*** Input ***

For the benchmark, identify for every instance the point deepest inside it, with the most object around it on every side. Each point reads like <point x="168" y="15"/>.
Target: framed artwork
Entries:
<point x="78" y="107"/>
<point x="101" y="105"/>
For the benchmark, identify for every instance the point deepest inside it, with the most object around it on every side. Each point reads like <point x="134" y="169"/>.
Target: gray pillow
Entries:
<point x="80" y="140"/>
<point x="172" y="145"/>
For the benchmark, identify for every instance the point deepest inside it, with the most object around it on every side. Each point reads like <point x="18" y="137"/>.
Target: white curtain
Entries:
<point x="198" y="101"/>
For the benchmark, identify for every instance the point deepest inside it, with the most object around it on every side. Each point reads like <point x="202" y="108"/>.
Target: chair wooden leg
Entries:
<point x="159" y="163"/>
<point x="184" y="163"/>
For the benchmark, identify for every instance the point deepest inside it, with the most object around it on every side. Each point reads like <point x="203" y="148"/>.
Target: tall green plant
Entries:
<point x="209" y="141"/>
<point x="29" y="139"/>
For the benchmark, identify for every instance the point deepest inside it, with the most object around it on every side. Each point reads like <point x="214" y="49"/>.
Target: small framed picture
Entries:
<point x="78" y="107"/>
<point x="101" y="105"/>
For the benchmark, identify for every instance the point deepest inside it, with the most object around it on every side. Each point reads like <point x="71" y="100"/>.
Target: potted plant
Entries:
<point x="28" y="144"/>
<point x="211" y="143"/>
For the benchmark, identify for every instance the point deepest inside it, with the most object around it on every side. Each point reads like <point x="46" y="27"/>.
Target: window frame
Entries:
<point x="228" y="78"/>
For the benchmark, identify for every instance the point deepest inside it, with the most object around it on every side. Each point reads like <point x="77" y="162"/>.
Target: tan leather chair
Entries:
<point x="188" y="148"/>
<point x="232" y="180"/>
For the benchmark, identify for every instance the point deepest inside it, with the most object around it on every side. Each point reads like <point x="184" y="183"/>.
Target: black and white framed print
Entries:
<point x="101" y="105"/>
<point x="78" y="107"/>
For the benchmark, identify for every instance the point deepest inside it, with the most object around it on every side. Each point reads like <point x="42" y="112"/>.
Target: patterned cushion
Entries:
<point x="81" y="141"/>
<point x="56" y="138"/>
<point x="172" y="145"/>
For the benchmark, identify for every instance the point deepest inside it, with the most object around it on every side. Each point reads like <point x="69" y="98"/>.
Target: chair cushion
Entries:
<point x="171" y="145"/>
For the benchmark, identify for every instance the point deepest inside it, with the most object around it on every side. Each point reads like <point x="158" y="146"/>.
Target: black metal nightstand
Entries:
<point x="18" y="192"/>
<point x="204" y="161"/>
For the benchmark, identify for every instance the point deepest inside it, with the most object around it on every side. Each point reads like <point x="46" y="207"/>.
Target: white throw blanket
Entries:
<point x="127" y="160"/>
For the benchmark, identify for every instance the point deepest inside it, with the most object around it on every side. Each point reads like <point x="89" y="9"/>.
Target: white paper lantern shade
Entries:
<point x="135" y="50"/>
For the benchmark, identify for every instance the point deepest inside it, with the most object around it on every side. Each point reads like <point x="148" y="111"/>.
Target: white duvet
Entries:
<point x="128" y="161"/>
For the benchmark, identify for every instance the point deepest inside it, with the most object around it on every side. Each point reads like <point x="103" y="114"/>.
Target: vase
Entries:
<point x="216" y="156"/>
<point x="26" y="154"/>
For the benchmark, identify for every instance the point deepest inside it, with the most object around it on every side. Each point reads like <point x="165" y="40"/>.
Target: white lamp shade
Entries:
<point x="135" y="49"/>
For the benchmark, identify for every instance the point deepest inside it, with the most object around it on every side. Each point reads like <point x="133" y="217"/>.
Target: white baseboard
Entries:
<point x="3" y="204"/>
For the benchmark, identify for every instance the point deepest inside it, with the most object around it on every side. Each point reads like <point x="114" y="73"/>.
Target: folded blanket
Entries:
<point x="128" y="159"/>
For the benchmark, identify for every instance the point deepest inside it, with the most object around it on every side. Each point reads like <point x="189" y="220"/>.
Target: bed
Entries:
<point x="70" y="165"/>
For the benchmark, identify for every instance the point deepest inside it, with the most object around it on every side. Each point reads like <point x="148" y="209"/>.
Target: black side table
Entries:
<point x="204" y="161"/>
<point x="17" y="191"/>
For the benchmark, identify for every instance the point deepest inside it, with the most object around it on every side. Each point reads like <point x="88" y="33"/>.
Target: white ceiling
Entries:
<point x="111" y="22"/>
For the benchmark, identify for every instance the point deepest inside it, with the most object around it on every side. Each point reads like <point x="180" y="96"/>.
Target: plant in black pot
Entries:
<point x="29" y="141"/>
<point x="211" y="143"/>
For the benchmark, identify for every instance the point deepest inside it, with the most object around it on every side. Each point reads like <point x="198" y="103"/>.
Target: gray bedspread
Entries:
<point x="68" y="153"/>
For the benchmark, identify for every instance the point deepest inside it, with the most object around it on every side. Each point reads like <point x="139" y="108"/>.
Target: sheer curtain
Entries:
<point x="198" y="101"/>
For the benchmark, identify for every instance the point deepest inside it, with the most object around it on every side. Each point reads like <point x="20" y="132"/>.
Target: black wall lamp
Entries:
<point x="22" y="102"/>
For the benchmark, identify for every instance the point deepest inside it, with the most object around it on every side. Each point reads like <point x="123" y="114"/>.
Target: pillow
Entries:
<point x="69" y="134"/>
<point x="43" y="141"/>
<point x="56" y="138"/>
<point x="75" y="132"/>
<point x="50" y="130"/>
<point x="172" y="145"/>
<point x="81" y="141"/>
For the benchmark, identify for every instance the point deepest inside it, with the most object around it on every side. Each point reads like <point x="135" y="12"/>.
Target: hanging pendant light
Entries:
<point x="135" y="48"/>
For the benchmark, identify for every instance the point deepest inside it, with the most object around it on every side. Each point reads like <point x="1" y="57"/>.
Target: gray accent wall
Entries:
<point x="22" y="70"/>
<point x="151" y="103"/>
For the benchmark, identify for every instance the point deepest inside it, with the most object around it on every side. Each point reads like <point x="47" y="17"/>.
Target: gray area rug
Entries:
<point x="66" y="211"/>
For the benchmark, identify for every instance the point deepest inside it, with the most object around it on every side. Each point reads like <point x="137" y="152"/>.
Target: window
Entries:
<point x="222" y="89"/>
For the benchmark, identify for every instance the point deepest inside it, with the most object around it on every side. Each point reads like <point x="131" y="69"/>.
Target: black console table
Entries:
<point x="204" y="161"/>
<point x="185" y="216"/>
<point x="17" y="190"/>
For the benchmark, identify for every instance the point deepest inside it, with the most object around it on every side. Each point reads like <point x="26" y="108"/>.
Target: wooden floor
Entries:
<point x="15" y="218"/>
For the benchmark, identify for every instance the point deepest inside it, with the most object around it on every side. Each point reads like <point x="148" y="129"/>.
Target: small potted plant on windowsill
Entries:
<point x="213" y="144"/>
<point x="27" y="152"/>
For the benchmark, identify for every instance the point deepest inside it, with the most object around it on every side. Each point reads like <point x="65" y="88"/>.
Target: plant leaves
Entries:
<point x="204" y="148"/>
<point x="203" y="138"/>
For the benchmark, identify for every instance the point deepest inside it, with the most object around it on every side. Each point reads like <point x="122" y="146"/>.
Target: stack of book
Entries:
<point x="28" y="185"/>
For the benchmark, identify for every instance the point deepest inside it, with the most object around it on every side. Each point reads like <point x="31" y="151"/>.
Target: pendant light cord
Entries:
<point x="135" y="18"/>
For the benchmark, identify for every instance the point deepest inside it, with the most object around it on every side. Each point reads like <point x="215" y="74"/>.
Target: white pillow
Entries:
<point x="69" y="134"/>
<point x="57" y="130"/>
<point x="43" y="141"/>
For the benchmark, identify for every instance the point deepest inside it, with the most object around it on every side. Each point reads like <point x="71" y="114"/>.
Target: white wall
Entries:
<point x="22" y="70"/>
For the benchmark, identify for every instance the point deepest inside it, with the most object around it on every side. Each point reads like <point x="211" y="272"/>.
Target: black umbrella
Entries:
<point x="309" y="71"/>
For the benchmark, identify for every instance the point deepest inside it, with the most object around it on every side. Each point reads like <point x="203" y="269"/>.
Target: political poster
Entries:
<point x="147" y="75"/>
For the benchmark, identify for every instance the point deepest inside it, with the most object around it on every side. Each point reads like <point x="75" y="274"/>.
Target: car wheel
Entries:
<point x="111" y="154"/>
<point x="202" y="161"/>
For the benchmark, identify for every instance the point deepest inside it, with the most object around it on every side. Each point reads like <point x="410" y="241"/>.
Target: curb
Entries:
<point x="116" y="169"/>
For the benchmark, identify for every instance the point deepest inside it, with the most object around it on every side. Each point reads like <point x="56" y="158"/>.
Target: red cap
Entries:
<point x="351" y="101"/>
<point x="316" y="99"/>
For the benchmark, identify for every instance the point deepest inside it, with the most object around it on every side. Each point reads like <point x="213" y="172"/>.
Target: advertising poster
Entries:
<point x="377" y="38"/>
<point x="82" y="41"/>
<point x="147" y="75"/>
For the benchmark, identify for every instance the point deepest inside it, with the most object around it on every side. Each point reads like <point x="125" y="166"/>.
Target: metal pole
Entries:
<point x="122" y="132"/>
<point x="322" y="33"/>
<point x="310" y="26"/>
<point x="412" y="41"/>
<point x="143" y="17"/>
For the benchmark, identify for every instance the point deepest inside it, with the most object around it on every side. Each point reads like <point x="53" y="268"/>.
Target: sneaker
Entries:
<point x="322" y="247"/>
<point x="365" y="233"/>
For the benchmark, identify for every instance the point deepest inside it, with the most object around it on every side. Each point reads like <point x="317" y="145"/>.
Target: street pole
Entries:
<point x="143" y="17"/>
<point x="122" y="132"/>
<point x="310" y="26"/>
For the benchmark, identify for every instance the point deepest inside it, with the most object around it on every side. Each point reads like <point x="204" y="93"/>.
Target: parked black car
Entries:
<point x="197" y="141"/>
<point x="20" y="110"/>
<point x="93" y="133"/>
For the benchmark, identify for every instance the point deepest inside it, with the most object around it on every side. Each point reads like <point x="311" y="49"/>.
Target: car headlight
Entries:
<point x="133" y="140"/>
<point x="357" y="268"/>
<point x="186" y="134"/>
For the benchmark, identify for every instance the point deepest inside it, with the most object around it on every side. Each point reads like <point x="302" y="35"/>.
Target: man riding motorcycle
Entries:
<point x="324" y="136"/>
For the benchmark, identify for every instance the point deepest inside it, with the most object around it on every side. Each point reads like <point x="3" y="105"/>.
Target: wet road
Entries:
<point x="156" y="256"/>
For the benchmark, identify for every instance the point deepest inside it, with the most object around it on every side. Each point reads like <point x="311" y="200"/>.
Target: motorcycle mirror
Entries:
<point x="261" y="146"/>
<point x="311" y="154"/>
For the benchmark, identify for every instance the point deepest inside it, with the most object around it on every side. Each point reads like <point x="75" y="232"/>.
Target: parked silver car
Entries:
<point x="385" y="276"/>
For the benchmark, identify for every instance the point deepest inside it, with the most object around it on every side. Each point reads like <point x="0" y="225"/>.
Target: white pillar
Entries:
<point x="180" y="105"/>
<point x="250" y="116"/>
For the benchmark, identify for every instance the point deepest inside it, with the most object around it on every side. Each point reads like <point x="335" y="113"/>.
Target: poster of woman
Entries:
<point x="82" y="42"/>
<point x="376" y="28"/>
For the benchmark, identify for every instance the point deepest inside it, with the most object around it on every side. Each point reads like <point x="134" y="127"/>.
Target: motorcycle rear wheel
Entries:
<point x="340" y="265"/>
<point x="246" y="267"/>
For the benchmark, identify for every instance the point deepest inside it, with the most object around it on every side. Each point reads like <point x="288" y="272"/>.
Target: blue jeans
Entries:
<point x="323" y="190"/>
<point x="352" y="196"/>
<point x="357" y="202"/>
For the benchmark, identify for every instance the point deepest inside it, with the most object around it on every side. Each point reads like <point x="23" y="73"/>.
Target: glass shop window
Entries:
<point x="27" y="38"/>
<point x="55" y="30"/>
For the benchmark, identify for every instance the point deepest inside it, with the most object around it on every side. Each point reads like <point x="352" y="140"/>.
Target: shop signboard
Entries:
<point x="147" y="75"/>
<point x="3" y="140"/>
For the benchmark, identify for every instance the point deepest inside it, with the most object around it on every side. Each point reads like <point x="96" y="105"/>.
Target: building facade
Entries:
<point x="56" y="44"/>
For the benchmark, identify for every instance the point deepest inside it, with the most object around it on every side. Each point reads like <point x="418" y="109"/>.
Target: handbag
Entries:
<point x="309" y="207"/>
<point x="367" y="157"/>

***

Written exercise ->
Count the lines of the records that contain the word "metal", treating uppercase and lowercase as different, and give only the number.

Result ->
2